Entries from a dataset
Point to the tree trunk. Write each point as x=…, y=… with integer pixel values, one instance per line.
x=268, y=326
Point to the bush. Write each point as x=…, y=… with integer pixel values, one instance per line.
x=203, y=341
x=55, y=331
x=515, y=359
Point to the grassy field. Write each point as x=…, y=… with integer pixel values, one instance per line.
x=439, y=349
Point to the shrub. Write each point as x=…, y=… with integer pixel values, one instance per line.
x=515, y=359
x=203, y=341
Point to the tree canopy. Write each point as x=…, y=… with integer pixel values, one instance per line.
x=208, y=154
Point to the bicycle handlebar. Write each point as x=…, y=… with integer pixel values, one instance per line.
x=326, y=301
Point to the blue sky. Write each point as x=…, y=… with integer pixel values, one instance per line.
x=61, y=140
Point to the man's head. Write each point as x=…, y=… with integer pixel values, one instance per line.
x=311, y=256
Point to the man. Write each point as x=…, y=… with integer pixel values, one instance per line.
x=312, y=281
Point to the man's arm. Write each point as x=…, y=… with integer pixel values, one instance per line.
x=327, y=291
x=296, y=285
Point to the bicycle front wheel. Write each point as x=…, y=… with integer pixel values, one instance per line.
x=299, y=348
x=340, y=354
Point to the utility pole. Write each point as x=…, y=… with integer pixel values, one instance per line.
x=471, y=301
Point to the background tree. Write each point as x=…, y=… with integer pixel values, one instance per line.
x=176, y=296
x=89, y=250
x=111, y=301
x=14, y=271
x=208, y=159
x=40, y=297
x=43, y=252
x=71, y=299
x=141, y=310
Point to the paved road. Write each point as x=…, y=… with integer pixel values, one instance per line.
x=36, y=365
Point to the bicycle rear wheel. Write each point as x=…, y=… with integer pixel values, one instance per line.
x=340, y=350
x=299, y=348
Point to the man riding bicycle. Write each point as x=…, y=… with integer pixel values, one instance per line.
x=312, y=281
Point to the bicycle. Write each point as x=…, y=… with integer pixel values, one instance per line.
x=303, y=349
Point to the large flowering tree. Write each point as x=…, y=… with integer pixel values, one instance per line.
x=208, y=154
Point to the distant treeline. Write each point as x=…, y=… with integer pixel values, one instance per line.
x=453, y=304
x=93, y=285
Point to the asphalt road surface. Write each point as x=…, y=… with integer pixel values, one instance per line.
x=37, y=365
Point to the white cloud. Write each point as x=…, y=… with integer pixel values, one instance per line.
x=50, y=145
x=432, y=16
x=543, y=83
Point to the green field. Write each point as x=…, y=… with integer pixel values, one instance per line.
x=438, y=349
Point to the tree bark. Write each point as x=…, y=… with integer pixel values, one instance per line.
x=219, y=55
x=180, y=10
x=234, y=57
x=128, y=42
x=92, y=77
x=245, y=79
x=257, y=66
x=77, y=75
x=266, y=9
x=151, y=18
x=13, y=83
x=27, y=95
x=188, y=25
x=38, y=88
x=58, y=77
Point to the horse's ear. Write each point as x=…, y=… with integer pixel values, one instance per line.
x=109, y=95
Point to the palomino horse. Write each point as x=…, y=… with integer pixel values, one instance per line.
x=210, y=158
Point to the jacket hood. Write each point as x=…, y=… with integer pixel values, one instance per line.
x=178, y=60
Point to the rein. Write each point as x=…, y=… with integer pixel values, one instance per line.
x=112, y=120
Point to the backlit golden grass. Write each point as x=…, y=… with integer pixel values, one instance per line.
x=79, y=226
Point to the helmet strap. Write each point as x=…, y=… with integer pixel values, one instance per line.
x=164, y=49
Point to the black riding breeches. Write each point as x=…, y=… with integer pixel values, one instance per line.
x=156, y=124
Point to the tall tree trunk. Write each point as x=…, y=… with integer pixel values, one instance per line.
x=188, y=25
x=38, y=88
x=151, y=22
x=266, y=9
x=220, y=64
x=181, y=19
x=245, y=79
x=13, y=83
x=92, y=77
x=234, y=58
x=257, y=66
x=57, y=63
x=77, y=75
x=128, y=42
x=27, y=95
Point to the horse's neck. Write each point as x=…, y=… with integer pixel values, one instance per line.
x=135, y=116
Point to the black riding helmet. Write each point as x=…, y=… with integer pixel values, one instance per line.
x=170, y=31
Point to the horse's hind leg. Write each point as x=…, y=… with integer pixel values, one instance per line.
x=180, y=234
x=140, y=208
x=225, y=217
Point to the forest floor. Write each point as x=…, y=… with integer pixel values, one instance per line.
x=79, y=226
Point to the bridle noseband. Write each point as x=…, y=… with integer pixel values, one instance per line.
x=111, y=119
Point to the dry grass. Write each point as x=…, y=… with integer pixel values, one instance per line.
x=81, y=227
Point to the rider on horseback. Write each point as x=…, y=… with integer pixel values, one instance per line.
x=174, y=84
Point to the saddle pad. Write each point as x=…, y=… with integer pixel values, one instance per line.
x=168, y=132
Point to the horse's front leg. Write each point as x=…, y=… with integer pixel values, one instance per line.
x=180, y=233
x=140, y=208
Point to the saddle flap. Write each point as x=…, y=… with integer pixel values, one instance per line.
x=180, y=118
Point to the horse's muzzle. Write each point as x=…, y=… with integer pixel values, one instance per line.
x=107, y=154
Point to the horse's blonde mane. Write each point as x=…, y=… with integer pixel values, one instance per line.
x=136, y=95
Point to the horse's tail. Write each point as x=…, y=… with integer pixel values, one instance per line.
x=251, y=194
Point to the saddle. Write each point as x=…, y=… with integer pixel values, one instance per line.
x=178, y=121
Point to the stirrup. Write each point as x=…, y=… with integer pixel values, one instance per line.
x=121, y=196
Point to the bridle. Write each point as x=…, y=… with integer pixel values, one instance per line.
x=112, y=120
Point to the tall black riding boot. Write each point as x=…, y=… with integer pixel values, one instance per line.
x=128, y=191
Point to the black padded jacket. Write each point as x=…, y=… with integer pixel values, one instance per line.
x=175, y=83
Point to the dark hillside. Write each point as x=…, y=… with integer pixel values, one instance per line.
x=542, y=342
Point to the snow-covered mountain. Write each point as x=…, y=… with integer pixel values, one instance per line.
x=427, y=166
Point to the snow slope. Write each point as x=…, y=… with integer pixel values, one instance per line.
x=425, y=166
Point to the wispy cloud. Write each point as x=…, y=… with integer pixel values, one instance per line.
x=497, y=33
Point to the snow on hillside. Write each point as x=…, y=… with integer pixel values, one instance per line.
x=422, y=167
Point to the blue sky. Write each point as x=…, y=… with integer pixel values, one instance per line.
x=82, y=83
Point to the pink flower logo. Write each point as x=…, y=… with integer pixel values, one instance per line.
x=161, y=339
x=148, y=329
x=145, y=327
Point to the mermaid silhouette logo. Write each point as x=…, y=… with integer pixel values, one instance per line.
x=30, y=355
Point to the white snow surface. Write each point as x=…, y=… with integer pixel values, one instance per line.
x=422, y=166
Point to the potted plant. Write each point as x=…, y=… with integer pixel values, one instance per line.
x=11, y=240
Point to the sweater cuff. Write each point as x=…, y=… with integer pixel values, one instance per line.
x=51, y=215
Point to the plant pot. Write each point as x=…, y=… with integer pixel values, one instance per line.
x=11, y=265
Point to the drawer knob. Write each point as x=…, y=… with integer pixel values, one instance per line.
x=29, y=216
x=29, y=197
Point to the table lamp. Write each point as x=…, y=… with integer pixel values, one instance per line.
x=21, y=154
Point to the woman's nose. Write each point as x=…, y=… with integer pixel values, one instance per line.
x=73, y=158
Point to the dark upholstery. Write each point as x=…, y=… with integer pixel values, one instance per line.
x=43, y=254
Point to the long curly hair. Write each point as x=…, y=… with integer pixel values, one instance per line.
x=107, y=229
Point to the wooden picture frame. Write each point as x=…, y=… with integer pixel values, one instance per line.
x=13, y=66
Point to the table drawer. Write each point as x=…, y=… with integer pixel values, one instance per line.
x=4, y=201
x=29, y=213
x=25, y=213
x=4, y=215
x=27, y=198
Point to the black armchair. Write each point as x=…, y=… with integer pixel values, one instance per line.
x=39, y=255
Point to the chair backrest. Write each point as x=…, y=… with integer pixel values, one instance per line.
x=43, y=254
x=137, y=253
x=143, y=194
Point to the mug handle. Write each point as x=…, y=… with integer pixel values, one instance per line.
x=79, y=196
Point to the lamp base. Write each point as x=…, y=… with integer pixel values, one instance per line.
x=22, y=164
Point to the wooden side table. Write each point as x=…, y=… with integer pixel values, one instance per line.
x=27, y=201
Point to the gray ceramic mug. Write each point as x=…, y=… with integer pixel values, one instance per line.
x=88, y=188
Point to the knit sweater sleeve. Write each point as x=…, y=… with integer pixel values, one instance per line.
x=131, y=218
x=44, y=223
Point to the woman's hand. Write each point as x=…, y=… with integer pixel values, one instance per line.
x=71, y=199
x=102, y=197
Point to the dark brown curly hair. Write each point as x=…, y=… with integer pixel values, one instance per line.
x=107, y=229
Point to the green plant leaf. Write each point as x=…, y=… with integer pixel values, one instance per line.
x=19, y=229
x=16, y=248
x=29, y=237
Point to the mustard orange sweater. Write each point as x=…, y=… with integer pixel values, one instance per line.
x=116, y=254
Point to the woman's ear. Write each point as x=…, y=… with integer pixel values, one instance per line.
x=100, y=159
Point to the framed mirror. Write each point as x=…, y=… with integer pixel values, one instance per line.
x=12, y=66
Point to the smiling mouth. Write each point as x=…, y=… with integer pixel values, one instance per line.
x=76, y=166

■ **EXERCISE OBJECTIVE**
Rewrite the records from the line with "Point to the white snow" up to and including the line with "x=11, y=240", replacing "potted plant" with "houseplant" and leaving everything else unchanged.

■ **RESULT OF THIS EXERCISE**
Point to the white snow surface. Write each point as x=…, y=… with integer pixel values, one instance per line.
x=422, y=166
Point to the houseplant. Write each point as x=…, y=… with integer pixel values, one instance per line.
x=11, y=240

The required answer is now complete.